>> Start Passage to read
Springtime, a new project, my 25th birthday. It felt like a milestone kind of month.
What I Read
GRAND TOTAL: 4
Velvet Undercover by Teri Brown
At Water’s Edge by Sara Gruen
Orphan Train by Christina Baker Kline
Scratch: Writers, Money, and the Art of Making a Living by Manjula Martin
This one needed its own blog post – coming soon!
What I Wrote
If you happened to see my recent blog post, you’ll know that I’m forging full steam ahead with fast drafting my new novel, 700 Main.
And it’s going extremely well so far…
Total Monthly Word Count: 21,332
Which means, I am about 25% of the way there!
I was able to draft the first seven chapters as well as a huge chunk of Part 2 where the chapters begin to alternate between my protagonist Brie and a mysterious figure from the past. It’s in these chapters that I’ve really been able to dig into Texas history, and it’s honestly been a blast.
So fun that I thought I’d share a little excerpt with you from one of my favorite new chapters… the Dedication Ball of the Texas State Capitol in 1888:
The dance came to an all-too-soon end, and Captain Perry bowed before he escorted me over to the refreshment table for lemonade and one of the delicate sugary treats I’d been eyeing earlier.
“Excuse me if I seem too forward,” Captain Perry said once he handed me a glass. “But would you like to dance again? And perhaps I could call on you tomorrow?”
My hand flew to my chest where Rhett’s ring rested underneath my dress. Two dances in a row was noteworthy, an open flirtation, and I felt instantly guilty.
“I’m sorry,” I blurted, my hand jolting to spill lemonade over the edges of the glass. “I’m betrothed to another. Well… Almost.”
Captain Perry nodded, but I could see disappointment on his face. “Well, it was a pleasure then, Miss Rebecca.”
He walked away like a dog with his tail between his legs, and the previous sense of elation had deflated. I picked another treat off the table and ate it, feeling miserable.
“I think you broke that poor boy’s heart,” said a woman next to me that I hadn’t noticed before. “You could have at least danced with him again.”
“Oh, but I’m – ”
“Betrothed,” she interjected. “Almost. Yes, I heard.”
I would have been more outraged over her eavesdropping and unwelcome intrusion had she not been so old. She was at least seventy, holding a cane in one hand and a glass of wine in the other. Her navy dress glittered with rhinestones and feathers, and jeweled rings were stacked on each of her fingers.
“So I should have let him call on me anyway? That’s hardly proper,” I challenged, wondering if she would take offense or bite back.
Her laugh sounded like a bark. “Look around you, honey. ‘Proper’ is soon to be a thing of the past.”
I scanned the room but turned back to her in confusion, missing her meaning. The entire ball seemed more than proper to me.
>> End Passage to read
>> Start Provided data
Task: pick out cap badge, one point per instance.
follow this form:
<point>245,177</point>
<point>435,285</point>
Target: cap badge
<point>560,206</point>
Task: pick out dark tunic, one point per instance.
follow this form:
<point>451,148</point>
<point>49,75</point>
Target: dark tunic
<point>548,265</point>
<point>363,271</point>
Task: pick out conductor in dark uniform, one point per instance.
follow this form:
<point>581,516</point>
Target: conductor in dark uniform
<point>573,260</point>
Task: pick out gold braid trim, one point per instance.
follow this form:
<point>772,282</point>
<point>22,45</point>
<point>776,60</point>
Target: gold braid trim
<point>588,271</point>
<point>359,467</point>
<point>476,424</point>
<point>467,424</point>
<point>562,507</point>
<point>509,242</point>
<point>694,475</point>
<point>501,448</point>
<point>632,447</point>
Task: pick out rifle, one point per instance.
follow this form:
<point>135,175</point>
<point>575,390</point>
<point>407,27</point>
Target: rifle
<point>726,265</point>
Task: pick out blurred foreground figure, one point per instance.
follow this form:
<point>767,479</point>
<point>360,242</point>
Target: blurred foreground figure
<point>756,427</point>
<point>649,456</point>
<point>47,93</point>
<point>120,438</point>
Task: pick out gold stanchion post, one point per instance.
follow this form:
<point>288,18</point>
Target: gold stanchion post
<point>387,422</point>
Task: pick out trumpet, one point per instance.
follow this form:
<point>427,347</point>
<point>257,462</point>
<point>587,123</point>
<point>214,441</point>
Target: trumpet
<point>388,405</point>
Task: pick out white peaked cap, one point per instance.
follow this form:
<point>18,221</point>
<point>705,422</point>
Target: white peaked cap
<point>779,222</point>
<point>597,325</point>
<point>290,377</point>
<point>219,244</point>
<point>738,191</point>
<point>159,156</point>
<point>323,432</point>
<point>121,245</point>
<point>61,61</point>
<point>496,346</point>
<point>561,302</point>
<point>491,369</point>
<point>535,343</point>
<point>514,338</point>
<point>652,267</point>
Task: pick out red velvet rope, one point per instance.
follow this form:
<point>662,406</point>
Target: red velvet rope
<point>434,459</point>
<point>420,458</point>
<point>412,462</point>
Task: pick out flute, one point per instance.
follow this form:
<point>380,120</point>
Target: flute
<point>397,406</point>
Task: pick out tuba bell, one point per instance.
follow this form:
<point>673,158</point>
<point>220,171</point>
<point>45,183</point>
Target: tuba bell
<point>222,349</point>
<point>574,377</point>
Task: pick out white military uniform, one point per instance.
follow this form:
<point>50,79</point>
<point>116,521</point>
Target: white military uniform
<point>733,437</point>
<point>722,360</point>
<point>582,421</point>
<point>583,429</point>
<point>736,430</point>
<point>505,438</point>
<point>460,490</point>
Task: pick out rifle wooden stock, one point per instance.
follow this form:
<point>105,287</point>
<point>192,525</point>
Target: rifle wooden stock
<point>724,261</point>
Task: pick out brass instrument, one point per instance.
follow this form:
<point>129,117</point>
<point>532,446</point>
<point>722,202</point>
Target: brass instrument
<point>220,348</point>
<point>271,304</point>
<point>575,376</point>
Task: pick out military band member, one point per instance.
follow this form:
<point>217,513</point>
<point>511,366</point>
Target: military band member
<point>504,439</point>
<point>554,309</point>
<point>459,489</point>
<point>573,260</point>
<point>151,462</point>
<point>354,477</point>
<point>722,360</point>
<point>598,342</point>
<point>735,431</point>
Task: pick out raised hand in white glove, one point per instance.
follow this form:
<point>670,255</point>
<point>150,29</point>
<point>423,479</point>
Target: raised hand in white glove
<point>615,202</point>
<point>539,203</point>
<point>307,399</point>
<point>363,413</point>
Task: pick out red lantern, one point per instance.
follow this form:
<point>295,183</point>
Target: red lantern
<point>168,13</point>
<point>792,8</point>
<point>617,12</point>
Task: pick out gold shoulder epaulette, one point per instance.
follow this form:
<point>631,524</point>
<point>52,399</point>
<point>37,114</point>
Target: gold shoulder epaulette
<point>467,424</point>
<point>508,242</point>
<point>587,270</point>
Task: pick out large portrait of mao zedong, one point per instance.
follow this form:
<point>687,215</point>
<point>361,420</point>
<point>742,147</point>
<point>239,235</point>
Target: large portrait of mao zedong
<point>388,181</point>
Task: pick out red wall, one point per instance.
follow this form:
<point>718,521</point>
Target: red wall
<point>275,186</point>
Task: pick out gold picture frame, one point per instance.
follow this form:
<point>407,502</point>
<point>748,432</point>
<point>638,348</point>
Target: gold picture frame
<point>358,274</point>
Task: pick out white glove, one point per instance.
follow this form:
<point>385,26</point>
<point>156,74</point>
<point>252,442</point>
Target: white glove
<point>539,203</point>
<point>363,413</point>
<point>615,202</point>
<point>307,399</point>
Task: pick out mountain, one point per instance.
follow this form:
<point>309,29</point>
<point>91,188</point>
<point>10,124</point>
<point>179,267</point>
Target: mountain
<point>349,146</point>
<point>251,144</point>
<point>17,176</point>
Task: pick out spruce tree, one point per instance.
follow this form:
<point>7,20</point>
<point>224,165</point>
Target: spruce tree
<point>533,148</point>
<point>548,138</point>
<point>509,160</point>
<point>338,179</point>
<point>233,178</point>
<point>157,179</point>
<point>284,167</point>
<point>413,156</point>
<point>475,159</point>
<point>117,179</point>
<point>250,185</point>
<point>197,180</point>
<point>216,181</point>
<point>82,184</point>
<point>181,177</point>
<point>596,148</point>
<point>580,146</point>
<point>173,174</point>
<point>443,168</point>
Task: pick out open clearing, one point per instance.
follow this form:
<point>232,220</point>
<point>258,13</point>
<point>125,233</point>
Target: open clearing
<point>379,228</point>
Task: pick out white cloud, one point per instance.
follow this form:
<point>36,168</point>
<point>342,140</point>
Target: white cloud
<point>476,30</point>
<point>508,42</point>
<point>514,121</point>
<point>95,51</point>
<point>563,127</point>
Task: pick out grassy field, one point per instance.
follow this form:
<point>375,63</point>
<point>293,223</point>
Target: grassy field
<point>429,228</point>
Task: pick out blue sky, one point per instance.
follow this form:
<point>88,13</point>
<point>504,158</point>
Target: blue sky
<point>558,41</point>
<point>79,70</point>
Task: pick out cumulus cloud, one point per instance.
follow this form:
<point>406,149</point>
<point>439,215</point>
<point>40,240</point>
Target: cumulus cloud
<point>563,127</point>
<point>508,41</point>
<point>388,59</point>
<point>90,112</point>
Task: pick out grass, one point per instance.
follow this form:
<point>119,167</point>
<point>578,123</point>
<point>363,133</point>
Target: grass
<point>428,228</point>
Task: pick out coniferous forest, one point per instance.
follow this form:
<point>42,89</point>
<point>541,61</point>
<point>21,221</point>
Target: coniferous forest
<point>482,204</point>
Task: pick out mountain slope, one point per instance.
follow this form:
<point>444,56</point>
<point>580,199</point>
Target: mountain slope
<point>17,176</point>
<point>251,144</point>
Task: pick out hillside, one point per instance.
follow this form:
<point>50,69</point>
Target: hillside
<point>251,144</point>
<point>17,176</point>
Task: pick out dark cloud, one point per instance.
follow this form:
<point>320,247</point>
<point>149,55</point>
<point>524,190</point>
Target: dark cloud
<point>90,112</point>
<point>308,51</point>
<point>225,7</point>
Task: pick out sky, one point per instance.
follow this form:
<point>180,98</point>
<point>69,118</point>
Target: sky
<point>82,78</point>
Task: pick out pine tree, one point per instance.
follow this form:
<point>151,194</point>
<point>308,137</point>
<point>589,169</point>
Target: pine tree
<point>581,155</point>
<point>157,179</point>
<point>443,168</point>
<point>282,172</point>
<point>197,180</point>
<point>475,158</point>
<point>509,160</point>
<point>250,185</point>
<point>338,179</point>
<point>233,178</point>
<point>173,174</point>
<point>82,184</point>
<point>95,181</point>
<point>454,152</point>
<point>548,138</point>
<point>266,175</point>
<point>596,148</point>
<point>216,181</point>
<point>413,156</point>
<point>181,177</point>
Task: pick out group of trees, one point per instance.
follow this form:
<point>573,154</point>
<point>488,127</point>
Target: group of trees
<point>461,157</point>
>> End Provided data
§ Exercise requirements:
1. According to the blog post, what was the total monthly word count?
2. Retype the blog post from "What I Read" up to and including "the way there!".
The items that come after the blog post are separate material.

§ Expected responses:
1. 21,332

2.
What I Read
GRAND TOTAL: 4
Velvet Undercover by Teri Brown
At Water’s Edge by Sara Gruen
Orphan Train by Christina Baker Kline
Scratch: Writers, Money, and the Art of Making a Living by Manjula Martin
This one needed its own blog post – coming soon!
What I Wrote
If you happened to see my recent blog post, you’ll know that I’m forging full steam ahead with fast drafting my new novel, 700 Main.
And it’s going extremely well so far…
Total Monthly Word Count: 21,332
Which means, I am about 25% of the way there!